_Data entries:_
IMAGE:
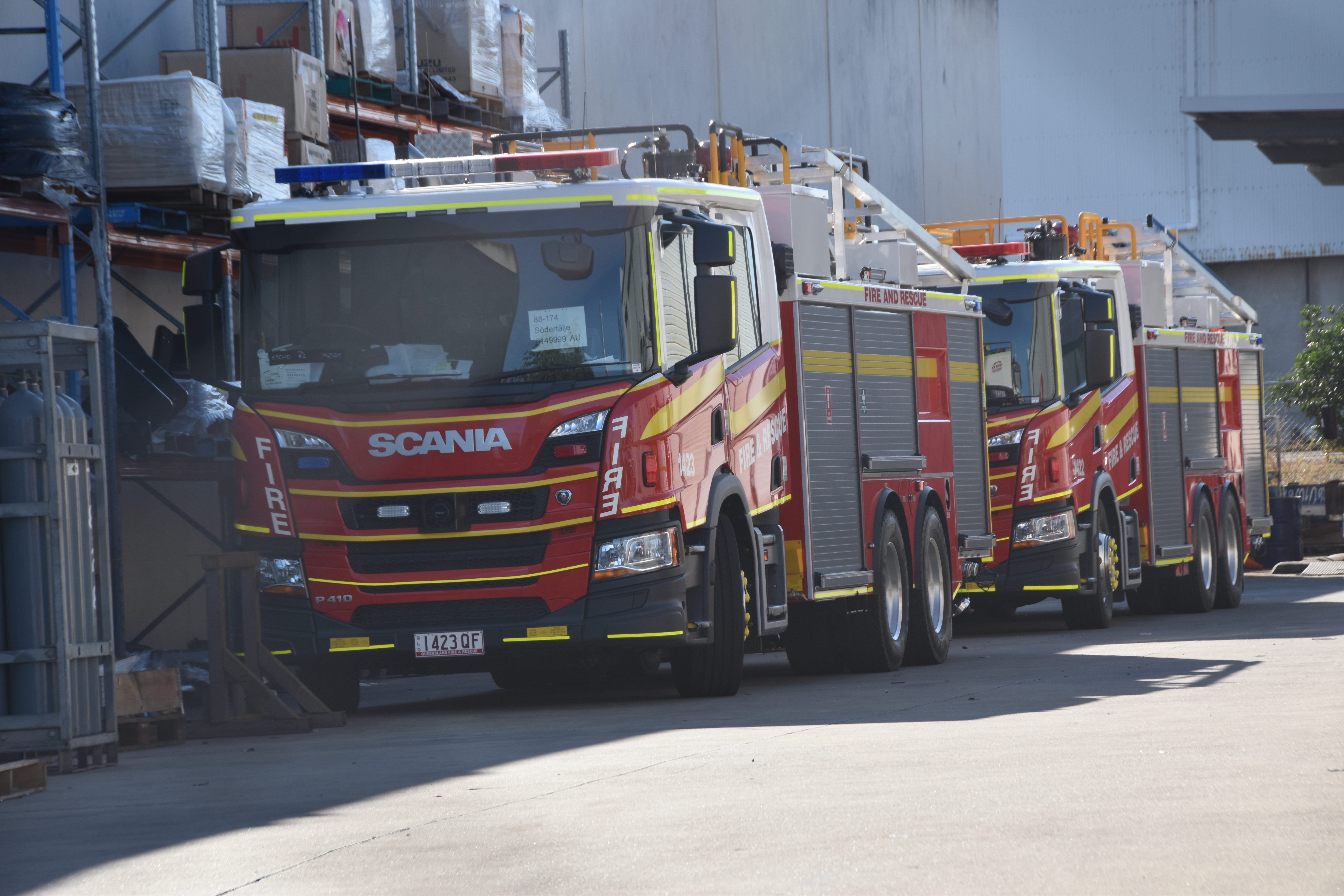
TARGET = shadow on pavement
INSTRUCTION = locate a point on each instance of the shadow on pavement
(450, 731)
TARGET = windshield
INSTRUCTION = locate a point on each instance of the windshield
(448, 300)
(1021, 354)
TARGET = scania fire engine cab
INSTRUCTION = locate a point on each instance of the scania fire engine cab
(1123, 394)
(501, 416)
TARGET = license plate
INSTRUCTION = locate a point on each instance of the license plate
(451, 644)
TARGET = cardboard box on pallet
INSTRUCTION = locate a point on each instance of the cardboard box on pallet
(306, 152)
(460, 41)
(251, 25)
(279, 76)
(159, 132)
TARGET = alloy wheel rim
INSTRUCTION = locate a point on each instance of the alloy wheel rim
(935, 590)
(892, 590)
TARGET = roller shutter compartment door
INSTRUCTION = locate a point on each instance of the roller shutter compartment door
(1253, 435)
(968, 414)
(888, 420)
(1166, 461)
(833, 443)
(1200, 402)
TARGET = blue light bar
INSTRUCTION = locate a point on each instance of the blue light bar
(321, 174)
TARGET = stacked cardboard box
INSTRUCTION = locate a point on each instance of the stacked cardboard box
(278, 76)
(251, 25)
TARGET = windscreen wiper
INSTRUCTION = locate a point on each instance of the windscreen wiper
(540, 370)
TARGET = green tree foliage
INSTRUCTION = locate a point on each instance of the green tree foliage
(1316, 381)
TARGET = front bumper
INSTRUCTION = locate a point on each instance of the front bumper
(618, 616)
(1040, 573)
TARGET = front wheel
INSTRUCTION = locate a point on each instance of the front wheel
(931, 610)
(716, 670)
(1230, 558)
(1095, 610)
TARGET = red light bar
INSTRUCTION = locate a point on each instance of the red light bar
(989, 250)
(568, 160)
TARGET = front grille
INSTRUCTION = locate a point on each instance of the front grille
(429, 555)
(444, 511)
(592, 444)
(450, 613)
(448, 586)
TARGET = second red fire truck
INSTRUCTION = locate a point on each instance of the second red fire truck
(1126, 422)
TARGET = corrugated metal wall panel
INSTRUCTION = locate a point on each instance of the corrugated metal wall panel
(1166, 463)
(968, 414)
(1253, 435)
(833, 439)
(1200, 402)
(888, 421)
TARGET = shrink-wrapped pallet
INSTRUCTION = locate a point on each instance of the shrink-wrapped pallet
(161, 131)
(261, 128)
(376, 50)
(460, 41)
(518, 72)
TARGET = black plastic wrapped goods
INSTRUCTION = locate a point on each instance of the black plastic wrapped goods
(40, 136)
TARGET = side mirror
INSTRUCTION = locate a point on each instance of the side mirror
(205, 339)
(1099, 308)
(1100, 351)
(204, 273)
(716, 315)
(998, 311)
(716, 245)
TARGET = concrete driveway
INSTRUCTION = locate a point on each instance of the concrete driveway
(1167, 754)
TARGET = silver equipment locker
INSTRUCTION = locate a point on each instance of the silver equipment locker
(1166, 460)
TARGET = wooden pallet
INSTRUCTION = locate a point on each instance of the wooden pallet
(22, 778)
(142, 733)
(190, 198)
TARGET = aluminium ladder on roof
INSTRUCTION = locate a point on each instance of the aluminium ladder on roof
(870, 202)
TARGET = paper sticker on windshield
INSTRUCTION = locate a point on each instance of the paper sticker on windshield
(558, 328)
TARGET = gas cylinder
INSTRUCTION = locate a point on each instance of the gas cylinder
(24, 547)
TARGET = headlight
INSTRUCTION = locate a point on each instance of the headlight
(1006, 439)
(1044, 530)
(282, 575)
(634, 554)
(580, 425)
(290, 439)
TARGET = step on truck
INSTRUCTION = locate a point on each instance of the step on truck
(497, 414)
(1123, 390)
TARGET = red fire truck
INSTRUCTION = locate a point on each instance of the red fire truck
(545, 421)
(1124, 416)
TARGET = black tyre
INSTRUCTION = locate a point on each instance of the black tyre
(877, 627)
(1197, 592)
(931, 608)
(1095, 610)
(716, 671)
(1230, 558)
(812, 640)
(335, 684)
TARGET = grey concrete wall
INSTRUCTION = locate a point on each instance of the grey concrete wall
(1279, 291)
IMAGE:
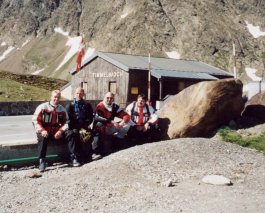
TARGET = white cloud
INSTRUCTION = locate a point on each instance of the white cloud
(3, 56)
(251, 73)
(74, 44)
(173, 54)
(254, 30)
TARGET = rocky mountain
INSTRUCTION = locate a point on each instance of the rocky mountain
(201, 30)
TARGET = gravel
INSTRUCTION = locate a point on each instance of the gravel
(158, 177)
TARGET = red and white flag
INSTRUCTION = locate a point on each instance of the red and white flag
(80, 55)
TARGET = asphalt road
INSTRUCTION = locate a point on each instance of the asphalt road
(16, 130)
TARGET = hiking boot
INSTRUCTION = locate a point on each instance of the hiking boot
(96, 157)
(42, 165)
(74, 161)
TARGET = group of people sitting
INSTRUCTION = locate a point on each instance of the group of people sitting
(108, 129)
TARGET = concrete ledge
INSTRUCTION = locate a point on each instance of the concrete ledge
(26, 153)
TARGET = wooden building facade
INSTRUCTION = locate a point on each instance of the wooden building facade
(127, 76)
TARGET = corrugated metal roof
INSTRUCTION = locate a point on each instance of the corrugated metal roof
(183, 68)
(158, 73)
(141, 62)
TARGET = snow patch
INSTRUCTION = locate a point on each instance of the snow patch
(254, 30)
(74, 44)
(59, 30)
(251, 73)
(124, 15)
(27, 41)
(173, 54)
(37, 72)
(3, 56)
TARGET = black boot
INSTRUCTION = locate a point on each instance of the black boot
(42, 165)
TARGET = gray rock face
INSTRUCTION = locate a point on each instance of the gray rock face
(201, 30)
(201, 108)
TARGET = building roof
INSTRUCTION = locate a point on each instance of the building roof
(162, 67)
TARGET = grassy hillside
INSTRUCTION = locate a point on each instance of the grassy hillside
(17, 87)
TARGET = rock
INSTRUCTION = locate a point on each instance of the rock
(255, 108)
(34, 174)
(216, 180)
(201, 108)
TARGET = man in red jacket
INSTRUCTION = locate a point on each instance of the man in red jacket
(110, 131)
(50, 123)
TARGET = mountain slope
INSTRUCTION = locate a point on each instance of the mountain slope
(203, 30)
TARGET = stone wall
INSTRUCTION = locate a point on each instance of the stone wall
(27, 107)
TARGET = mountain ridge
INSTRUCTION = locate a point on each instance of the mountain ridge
(203, 30)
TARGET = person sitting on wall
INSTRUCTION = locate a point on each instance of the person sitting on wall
(50, 122)
(110, 132)
(80, 118)
(144, 121)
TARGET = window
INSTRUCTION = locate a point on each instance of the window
(113, 87)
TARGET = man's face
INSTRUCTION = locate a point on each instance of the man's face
(108, 99)
(141, 101)
(79, 95)
(55, 98)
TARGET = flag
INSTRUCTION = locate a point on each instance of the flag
(80, 55)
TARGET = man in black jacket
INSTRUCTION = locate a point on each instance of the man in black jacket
(80, 114)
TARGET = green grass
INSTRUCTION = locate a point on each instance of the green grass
(254, 142)
(13, 91)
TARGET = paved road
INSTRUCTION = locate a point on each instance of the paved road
(16, 130)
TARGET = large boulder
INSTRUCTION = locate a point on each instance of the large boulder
(201, 108)
(255, 108)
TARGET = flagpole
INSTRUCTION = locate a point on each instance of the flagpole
(149, 78)
(234, 60)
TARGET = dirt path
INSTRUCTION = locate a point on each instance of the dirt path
(137, 180)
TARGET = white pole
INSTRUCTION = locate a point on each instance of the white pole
(234, 60)
(149, 78)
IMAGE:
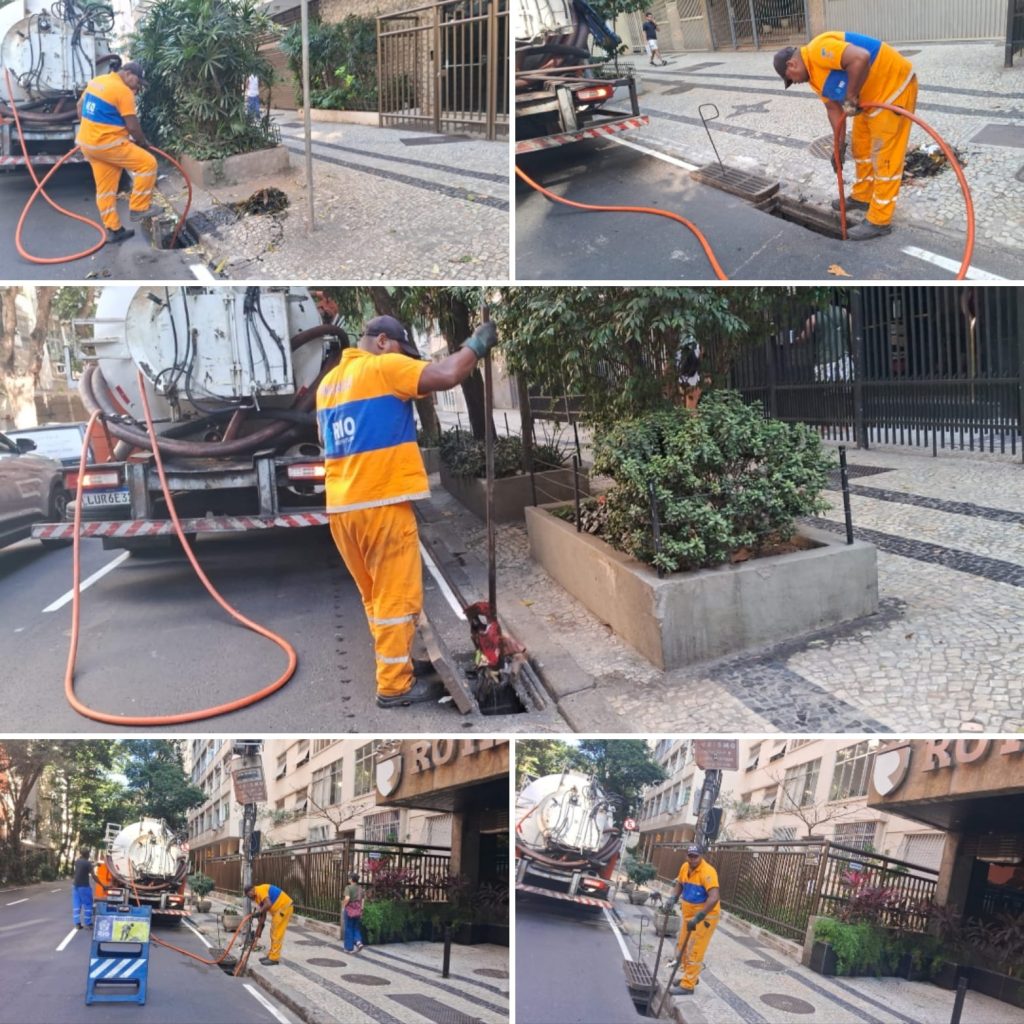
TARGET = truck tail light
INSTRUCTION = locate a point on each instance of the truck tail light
(595, 94)
(309, 472)
(100, 478)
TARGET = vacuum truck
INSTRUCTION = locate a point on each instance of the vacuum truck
(230, 376)
(50, 50)
(561, 91)
(566, 842)
(144, 864)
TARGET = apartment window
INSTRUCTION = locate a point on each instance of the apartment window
(853, 767)
(381, 827)
(856, 834)
(801, 782)
(327, 784)
(365, 768)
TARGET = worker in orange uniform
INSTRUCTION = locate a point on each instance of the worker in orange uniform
(272, 900)
(846, 69)
(374, 472)
(697, 884)
(109, 123)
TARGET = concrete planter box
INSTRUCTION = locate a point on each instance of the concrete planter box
(230, 170)
(512, 494)
(694, 616)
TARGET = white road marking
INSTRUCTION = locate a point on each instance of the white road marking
(617, 934)
(194, 929)
(675, 161)
(202, 272)
(441, 582)
(950, 264)
(98, 574)
(278, 1015)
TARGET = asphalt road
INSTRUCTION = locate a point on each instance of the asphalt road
(48, 233)
(568, 966)
(557, 243)
(153, 641)
(45, 963)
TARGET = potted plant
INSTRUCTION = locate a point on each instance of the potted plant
(201, 886)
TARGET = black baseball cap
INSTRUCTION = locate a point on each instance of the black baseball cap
(781, 56)
(395, 330)
(136, 69)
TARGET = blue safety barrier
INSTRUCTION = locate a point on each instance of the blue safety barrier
(119, 957)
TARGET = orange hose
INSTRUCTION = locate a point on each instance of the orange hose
(156, 720)
(40, 190)
(719, 272)
(953, 163)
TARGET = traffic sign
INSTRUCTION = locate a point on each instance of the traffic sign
(717, 754)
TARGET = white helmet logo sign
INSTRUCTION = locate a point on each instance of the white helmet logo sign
(890, 769)
(388, 774)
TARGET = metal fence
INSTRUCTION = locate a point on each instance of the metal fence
(781, 885)
(939, 368)
(1015, 30)
(314, 875)
(444, 68)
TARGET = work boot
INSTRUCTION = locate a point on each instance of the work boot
(421, 691)
(865, 230)
(851, 204)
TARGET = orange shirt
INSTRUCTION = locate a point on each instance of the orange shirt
(107, 101)
(890, 71)
(365, 414)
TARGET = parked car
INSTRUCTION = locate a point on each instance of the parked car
(32, 489)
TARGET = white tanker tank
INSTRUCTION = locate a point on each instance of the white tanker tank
(144, 863)
(230, 376)
(51, 51)
(567, 842)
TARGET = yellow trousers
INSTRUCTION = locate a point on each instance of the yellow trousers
(879, 144)
(381, 549)
(279, 925)
(107, 163)
(693, 960)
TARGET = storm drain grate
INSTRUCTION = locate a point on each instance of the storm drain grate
(638, 978)
(745, 184)
(434, 1011)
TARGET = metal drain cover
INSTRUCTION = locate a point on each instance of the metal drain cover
(787, 1004)
(745, 184)
(434, 1011)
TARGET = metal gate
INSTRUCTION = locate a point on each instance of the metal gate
(444, 68)
(913, 366)
(767, 23)
(1015, 30)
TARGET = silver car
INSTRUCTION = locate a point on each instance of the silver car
(32, 491)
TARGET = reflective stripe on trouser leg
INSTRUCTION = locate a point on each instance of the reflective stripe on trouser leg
(279, 925)
(889, 137)
(381, 549)
(693, 961)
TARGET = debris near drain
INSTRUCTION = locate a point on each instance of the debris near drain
(927, 161)
(262, 201)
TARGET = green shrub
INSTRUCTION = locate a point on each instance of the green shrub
(724, 478)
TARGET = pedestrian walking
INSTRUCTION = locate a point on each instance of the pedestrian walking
(351, 911)
(81, 892)
(374, 472)
(846, 69)
(252, 96)
(272, 900)
(112, 139)
(650, 32)
(697, 885)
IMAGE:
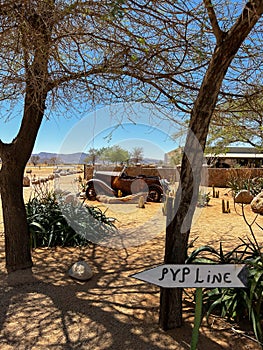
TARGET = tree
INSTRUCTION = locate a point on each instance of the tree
(51, 53)
(34, 160)
(155, 52)
(238, 121)
(137, 154)
(93, 154)
(227, 45)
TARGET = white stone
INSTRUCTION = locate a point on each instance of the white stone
(244, 197)
(257, 204)
(80, 271)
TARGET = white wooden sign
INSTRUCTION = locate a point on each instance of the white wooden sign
(195, 276)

_ACTIVITY:_
Of the entries above, repeat exactly the lines between the line with "TARGET = metal gate" and the line with "TARGET = reflective stripe on trouser leg", inclusive, and no others.

_SOLUTION TO THE PROBLEM:_
TARGET = metal gate
INSTRUCTION = locate a point on each instance of the metal gate
(444, 68)
(913, 366)
(767, 23)
(1015, 30)
TARGET = silver car
INSTRUCTION = locate a point on each instance of the silver car
(32, 491)
TARGET = reflective stripe on trouser leg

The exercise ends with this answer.